* _Problems to solve_
a. Shorten the paragraph of the article below on Truman G. Madsen's Joseph Smith lectures that begins "In a 2005 email," or turn it into a list, keeping its main facts.
b. Reproduce the passage of the article below on Truman G. Madsen's Joseph Smith lectures between "Listening to Madsen's" and "Joseph Smith tapes.", inclusive.
++++ Document text
Of all the letters Truman G. Madsen received over many years from people who read or listened to his Joseph Smith the Prophetlectures, one from a man in Australia stood out to Madsen.
In a 2005 email, Adam Carthew, of Melbourne, told Madsen that 16 years earlier when he was 15, he was the only member of The Church of Jesus Christ of Latter-day Saints in his school. One day while riding with his companion to a home teaching visit, one of Madsen's Joseph Smith tapes was in the car's cassette player. The young man became engrossed in what he was hearing and asked to borrow the tapes.
Listening to Madsen's Joseph Smith lecture seriesbecame a turning point in his young life and solidified his desire to serve an LDS mission and marry in the temple, Carthew wrote to Madsen.
"Listening to those tapes provided an environment for me to gain a testimony of the Prophet Joseph Smith," Carthew wrote. "I look back on my last 16 years and so many decisions and experiences have been influenced by that home teaching visit. I am not sure if you have even heard of Geelong in Victoria, Australia, but you influenced a young man there."
In his reply, Madsen wrote: "No letter I have received on the Joseph Smith recordings has meant more to me than yours."
While Carthew's letter held a special place in Madsen's heart, there were many others who penned meaningful thank yous, and countless more who didn't, after similar experiences with the Joseph Smith tapes.
This month marks 40 years since Madsen first used his golden voice and unique speaking style to give eight, one-hour lectures over four days at BYU Education Week in 1978. Madsen's Joseph Smith lectures recorded on tapes, CDs, MP3s, and book have continued to be popular items for over four decades, bringing the Prophet's mission to life and strengthening testimonies for what could be millions of listeners.
++++++++
++++ Record set
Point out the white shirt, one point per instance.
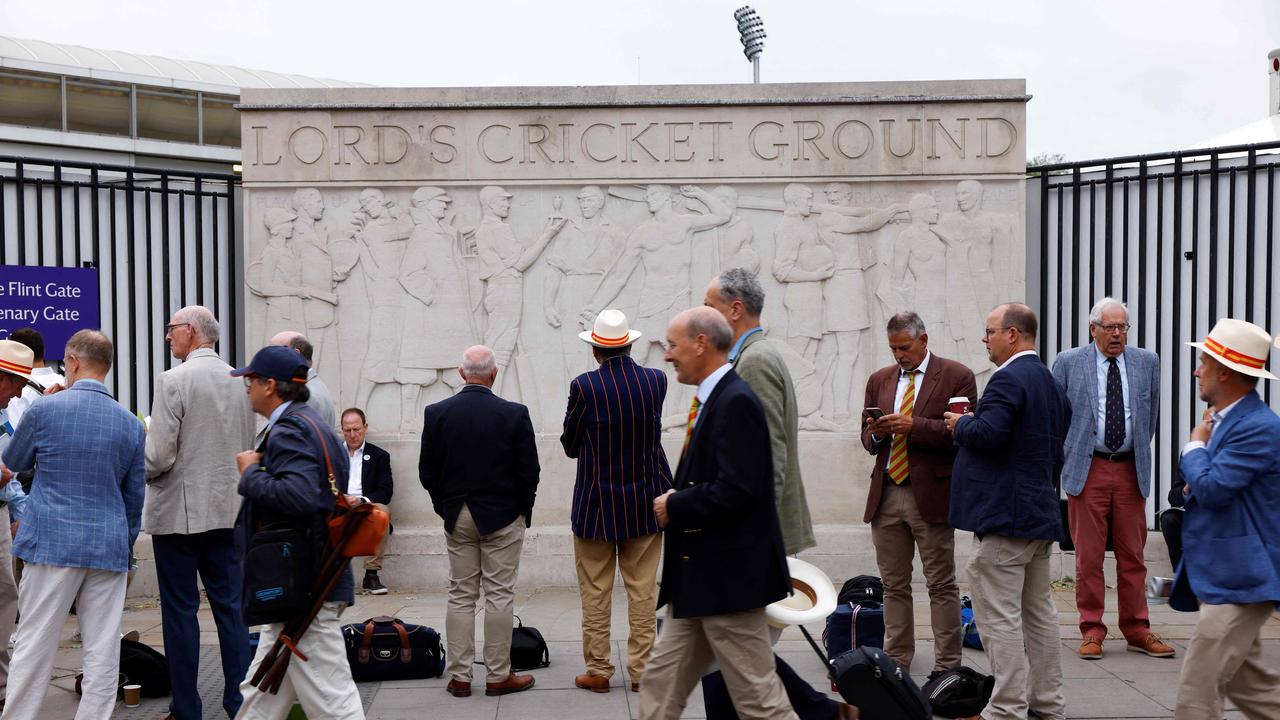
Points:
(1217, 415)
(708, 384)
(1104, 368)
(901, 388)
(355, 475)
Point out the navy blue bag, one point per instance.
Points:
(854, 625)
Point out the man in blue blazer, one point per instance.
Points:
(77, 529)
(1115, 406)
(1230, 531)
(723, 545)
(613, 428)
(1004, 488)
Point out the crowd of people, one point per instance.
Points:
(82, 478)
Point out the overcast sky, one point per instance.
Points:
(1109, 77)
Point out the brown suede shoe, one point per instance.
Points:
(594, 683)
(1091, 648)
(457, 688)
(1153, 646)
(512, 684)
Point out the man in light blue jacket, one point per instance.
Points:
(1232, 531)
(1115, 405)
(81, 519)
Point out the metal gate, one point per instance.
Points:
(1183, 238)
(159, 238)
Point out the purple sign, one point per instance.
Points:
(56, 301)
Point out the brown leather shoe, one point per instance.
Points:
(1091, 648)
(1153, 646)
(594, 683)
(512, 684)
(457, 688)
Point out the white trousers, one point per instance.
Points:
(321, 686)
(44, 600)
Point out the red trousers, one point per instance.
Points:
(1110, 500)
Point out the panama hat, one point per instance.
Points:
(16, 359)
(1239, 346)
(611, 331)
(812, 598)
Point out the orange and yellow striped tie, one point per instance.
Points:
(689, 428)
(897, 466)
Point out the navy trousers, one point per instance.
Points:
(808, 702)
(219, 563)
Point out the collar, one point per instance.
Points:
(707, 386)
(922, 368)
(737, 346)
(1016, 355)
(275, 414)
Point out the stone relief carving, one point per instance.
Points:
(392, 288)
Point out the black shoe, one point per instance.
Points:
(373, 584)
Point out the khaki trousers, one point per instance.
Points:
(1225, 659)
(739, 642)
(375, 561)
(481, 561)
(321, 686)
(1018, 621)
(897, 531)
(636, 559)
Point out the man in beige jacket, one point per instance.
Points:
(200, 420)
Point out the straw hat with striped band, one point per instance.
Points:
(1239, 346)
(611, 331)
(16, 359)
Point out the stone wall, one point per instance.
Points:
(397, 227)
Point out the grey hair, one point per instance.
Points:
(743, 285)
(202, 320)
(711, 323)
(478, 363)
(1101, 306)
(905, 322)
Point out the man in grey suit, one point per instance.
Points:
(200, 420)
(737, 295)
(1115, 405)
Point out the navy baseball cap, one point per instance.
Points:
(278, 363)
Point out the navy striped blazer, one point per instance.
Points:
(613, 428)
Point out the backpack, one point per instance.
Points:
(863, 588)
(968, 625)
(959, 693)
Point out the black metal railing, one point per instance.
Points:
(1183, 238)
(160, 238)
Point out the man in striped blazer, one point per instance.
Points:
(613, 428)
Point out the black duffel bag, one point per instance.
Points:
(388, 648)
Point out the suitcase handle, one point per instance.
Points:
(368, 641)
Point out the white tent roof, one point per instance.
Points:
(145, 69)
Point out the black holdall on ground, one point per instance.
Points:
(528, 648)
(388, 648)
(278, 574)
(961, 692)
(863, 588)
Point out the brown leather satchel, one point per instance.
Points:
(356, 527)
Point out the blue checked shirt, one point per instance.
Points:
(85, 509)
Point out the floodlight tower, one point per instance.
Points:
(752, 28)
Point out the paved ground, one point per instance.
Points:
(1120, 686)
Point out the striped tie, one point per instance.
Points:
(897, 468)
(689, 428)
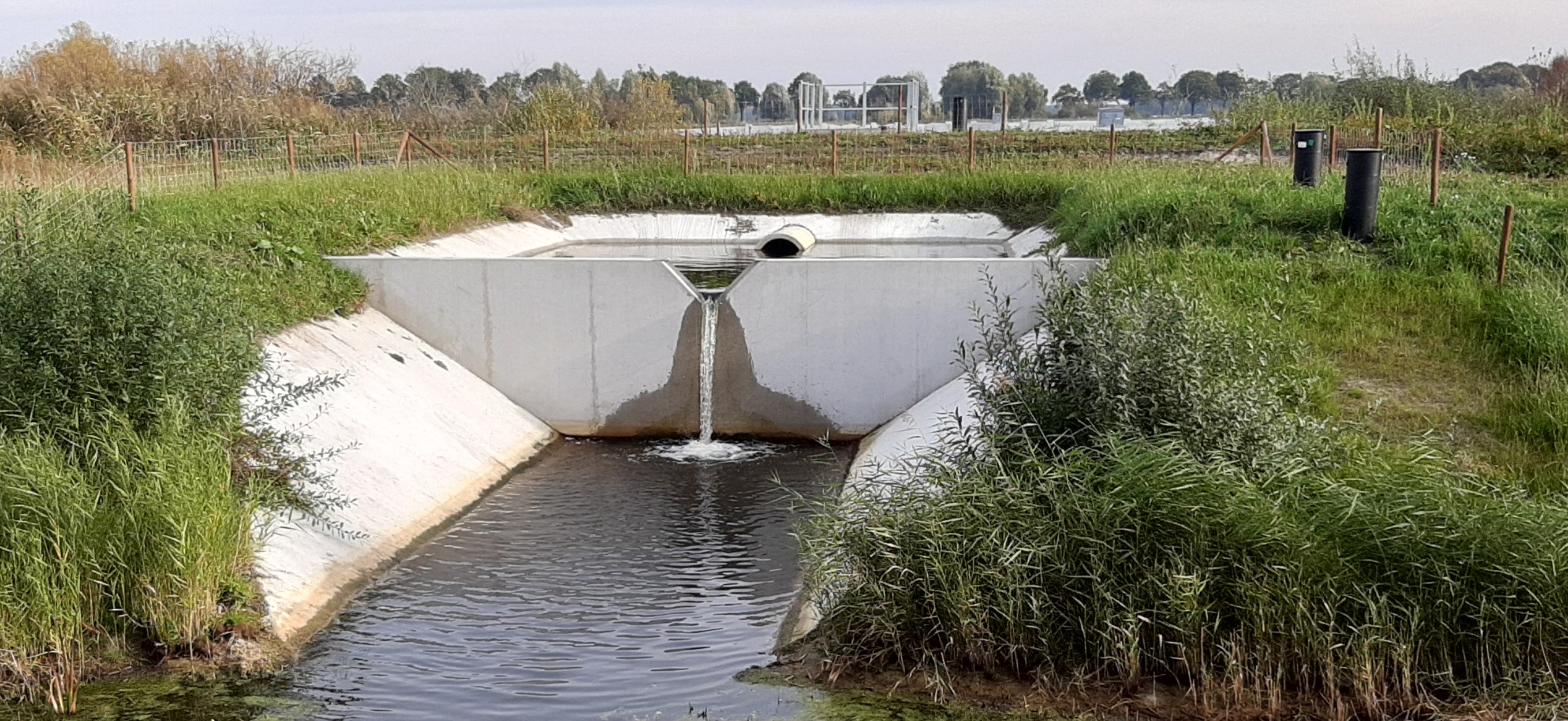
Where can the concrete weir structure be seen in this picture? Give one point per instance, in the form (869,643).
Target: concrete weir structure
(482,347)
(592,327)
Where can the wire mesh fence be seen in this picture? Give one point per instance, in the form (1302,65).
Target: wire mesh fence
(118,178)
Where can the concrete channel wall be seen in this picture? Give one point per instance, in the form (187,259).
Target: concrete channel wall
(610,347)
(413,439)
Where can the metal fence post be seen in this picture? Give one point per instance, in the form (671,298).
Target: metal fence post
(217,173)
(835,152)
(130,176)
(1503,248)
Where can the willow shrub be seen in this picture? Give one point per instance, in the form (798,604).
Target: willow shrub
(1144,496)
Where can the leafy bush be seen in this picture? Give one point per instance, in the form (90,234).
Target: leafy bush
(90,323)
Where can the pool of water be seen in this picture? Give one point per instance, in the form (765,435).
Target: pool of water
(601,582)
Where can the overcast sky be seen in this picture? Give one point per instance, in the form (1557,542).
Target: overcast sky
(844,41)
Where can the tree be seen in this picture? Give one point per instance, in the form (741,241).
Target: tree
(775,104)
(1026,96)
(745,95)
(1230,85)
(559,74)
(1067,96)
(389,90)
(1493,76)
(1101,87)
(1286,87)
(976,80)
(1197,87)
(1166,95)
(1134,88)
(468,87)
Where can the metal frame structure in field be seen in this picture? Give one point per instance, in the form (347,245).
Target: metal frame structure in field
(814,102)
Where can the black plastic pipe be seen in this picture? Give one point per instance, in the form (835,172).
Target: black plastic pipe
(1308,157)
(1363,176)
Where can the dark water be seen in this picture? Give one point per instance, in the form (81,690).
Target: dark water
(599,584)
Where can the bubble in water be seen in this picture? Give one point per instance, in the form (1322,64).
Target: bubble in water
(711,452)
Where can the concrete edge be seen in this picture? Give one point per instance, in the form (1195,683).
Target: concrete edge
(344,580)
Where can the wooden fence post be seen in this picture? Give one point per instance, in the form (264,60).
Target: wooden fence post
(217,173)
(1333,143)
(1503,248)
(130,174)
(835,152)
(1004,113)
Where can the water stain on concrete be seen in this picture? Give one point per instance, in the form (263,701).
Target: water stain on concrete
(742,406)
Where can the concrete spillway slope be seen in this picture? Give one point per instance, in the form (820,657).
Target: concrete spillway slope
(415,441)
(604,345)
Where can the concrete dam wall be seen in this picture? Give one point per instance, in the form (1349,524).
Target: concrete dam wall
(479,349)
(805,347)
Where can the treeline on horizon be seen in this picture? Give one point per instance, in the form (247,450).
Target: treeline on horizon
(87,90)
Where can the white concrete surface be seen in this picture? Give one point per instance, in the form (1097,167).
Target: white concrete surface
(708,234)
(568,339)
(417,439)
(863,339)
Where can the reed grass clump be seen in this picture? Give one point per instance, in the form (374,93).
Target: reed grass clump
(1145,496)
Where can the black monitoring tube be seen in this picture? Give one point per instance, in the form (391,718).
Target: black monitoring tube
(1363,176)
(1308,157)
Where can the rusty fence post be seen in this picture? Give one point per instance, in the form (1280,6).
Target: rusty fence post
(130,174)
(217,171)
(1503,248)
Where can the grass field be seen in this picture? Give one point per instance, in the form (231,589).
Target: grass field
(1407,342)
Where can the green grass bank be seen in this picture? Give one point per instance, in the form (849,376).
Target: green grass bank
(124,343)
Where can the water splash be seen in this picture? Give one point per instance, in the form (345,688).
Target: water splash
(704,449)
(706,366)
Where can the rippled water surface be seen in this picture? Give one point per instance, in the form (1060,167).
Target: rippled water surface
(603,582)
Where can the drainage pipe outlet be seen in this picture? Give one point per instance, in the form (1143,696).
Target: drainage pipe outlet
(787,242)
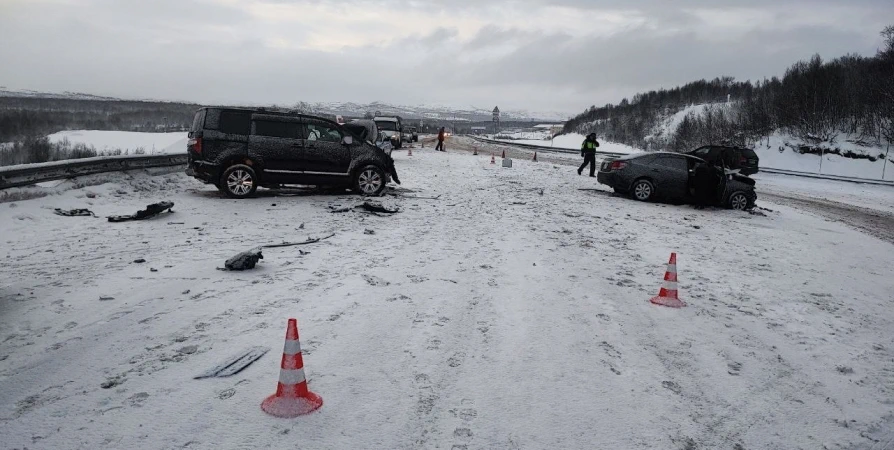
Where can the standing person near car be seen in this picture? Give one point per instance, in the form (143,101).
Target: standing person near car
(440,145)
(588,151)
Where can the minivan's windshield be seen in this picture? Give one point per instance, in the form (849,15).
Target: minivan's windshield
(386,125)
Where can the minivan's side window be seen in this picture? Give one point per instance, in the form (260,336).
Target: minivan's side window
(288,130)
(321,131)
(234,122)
++++++++
* _Written answers_
a.
- In a 2005 email, Adam Carthew of Melbourne told Madsen about something that happened 16 years earlier, when he was 15.
- At that time he was the only member of The Church of Jesus Christ of Latter-day Saints in his school.
- While he was riding with his companion to a home teaching visit, one of Madsen's Joseph Smith tapes was playing in the car's cassette player.
- He became engrossed in it and asked to borrow the tapes.

b.
Listening to Madsen's Joseph Smith lecture seriesbecame a turning point in his young life and solidified his desire to serve an LDS mission and marry in the temple, Carthew wrote to Madsen.
"Listening to those tapes provided an environment for me to gain a testimony of the Prophet Joseph Smith," Carthew wrote. "I look back on my last 16 years and so many decisions and experiences have been influenced by that home teaching visit. I am not sure if you have even heard of Geelong in Victoria, Australia, but you influenced a young man there."
In his reply, Madsen wrote: "No letter I have received on the Joseph Smith recordings has meant more to me than yours."
While Carthew's letter held a special place in Madsen's heart, there were many others who penned meaningful thank yous, and countless more who didn't, after similar experiences with the Joseph Smith tapes.